● **Problem details**: Show every line of the listing below that contains the word "bench", copying each one in full.

● **Records supplied**:
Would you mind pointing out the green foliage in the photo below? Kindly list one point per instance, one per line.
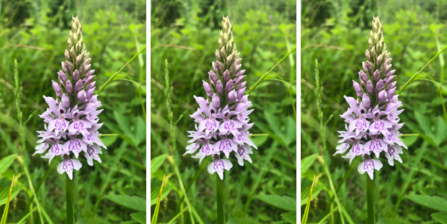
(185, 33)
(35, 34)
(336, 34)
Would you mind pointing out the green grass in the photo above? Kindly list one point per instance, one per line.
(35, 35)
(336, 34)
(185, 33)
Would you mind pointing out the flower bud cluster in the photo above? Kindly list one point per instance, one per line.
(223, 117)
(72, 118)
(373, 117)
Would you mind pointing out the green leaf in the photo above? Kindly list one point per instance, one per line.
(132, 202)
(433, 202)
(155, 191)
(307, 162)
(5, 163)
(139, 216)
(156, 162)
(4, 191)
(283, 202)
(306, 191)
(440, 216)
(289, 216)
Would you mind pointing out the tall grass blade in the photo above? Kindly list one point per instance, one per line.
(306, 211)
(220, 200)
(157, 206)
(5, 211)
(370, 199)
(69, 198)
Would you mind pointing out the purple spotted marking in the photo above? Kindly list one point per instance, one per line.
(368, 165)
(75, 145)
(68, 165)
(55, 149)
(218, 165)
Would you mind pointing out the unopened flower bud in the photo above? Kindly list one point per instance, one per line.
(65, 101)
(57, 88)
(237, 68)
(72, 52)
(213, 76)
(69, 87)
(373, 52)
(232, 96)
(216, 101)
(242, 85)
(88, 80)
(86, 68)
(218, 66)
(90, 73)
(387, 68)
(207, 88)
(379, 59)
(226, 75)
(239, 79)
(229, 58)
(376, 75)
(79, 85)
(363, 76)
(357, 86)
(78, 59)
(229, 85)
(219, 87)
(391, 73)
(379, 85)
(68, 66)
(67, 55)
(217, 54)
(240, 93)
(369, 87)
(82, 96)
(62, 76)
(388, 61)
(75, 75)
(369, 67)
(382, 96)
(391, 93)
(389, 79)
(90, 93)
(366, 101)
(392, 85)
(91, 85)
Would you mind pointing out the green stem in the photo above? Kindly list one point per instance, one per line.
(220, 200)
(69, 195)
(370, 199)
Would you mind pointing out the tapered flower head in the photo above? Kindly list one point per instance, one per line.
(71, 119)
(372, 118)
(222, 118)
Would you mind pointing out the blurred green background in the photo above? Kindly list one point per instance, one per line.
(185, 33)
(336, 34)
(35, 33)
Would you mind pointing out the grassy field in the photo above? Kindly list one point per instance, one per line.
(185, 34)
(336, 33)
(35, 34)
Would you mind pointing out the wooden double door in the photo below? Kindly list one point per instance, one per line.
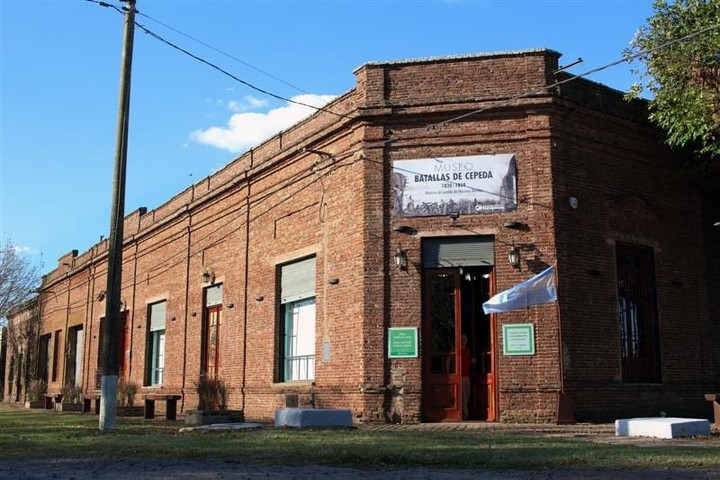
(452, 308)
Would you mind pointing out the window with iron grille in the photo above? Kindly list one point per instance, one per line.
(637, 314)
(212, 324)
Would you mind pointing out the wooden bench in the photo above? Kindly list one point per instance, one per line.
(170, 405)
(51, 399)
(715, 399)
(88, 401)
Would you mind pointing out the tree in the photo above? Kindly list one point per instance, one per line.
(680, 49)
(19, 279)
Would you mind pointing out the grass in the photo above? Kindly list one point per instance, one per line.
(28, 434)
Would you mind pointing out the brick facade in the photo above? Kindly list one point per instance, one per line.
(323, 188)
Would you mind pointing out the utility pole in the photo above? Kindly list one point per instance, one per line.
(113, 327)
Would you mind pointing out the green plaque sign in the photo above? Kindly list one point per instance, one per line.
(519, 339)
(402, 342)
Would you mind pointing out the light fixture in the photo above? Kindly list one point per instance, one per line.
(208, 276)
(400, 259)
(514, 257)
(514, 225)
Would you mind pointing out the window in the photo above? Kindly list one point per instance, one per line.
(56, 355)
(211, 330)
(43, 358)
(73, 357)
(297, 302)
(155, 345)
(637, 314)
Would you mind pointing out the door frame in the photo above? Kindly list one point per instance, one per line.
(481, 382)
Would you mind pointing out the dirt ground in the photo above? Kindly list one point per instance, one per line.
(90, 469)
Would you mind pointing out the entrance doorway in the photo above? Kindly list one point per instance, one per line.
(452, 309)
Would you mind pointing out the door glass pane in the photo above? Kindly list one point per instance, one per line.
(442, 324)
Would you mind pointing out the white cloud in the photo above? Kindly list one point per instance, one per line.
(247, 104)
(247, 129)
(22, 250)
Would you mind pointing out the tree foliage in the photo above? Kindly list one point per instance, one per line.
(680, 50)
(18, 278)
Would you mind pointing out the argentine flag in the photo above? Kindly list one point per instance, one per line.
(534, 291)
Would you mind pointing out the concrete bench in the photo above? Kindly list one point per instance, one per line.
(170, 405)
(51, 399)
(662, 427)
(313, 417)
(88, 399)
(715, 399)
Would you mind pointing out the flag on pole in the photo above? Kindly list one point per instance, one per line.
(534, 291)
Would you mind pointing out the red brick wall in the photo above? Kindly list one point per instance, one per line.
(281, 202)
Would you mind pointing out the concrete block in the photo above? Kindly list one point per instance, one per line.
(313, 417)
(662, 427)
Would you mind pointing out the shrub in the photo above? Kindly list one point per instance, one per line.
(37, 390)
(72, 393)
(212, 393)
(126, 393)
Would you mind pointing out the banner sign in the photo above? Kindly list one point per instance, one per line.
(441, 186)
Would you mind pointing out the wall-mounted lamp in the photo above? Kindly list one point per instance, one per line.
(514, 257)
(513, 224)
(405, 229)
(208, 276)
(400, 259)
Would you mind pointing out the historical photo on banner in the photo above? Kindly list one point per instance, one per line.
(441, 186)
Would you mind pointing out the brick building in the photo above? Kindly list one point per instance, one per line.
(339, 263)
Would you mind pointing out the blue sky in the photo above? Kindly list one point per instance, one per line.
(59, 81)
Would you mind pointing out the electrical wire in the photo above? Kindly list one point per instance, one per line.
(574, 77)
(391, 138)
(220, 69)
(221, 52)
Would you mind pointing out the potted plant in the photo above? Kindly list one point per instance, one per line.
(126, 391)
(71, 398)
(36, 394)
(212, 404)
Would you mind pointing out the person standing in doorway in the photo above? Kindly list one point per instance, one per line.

* * *

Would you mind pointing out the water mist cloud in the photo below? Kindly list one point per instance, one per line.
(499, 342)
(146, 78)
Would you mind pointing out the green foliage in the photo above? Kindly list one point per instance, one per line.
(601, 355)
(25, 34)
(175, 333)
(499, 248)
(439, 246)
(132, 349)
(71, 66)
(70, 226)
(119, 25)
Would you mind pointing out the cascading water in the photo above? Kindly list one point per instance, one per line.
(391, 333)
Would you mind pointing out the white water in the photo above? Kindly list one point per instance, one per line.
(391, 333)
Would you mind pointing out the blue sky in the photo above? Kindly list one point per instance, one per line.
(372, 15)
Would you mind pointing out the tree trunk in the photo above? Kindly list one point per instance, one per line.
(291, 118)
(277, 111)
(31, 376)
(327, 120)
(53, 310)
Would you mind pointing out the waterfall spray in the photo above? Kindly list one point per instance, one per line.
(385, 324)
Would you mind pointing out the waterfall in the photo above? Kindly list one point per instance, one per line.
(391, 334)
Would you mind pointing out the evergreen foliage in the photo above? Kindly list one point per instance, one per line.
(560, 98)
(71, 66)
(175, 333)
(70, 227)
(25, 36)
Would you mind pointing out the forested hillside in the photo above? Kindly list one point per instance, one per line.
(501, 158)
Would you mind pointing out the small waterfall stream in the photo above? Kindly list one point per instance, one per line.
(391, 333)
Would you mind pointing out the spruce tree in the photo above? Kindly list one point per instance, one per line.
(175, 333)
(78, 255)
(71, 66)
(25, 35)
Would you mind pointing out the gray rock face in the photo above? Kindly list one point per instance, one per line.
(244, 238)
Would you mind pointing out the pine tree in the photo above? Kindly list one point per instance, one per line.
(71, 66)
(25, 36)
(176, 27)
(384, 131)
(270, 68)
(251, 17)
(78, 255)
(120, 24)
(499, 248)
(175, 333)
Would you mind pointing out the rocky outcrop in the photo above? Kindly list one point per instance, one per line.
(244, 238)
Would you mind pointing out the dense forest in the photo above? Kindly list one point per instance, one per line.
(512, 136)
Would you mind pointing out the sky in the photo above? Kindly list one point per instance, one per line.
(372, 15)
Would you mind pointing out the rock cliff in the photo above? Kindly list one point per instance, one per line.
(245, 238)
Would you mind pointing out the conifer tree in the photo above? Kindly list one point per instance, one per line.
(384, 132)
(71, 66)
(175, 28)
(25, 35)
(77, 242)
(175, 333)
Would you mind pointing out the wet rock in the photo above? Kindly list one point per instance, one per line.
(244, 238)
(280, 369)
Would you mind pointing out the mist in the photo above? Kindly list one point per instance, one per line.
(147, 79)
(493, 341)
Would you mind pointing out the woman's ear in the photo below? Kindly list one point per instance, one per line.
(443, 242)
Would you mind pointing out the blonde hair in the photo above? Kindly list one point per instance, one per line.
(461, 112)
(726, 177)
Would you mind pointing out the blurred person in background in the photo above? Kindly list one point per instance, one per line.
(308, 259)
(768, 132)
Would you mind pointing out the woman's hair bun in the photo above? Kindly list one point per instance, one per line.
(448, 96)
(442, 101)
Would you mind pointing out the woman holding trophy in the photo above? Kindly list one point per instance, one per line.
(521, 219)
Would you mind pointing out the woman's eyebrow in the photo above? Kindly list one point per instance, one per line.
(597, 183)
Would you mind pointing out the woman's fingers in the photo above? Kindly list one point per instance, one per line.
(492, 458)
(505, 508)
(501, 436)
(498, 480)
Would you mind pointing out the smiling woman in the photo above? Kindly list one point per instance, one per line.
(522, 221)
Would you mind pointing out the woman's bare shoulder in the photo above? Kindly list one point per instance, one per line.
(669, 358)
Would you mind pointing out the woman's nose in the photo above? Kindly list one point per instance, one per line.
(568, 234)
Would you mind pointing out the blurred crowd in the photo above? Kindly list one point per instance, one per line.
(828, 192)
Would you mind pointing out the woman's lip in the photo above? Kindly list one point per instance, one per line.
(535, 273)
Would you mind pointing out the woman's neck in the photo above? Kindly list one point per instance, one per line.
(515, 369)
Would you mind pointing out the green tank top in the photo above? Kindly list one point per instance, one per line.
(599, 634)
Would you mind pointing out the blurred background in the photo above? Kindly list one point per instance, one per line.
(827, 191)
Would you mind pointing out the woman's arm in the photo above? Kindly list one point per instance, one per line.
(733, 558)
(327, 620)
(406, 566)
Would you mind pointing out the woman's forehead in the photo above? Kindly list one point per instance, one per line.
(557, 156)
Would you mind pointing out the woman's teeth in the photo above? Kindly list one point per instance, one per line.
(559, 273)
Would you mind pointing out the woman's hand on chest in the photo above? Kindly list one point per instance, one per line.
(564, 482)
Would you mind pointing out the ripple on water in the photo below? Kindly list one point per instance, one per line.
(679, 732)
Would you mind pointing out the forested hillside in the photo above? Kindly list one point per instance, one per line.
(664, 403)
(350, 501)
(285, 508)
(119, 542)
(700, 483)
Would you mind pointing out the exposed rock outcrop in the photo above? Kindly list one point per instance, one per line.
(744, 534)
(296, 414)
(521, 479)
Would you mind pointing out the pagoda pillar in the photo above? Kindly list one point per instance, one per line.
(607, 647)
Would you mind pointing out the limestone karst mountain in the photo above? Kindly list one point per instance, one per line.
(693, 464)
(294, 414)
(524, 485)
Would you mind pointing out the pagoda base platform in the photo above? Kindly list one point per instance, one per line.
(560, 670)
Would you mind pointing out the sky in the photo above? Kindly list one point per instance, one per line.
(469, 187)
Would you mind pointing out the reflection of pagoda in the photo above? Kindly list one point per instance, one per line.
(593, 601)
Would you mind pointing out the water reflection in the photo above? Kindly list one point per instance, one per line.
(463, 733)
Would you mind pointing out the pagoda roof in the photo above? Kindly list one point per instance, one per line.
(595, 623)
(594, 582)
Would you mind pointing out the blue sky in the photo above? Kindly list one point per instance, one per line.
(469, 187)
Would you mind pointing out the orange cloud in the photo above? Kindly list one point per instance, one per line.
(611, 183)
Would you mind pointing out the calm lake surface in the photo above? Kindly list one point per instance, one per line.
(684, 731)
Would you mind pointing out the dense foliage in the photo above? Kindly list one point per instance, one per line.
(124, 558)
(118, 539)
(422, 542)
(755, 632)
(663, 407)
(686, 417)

● **Response to the exercise**:
Would you mind pointing out the wooden bench in the photo above? Kindly list one point per instance, one per line.
Would you mind pointing out the concrete bench in the photo above? Kindly list one point per instance, one per line.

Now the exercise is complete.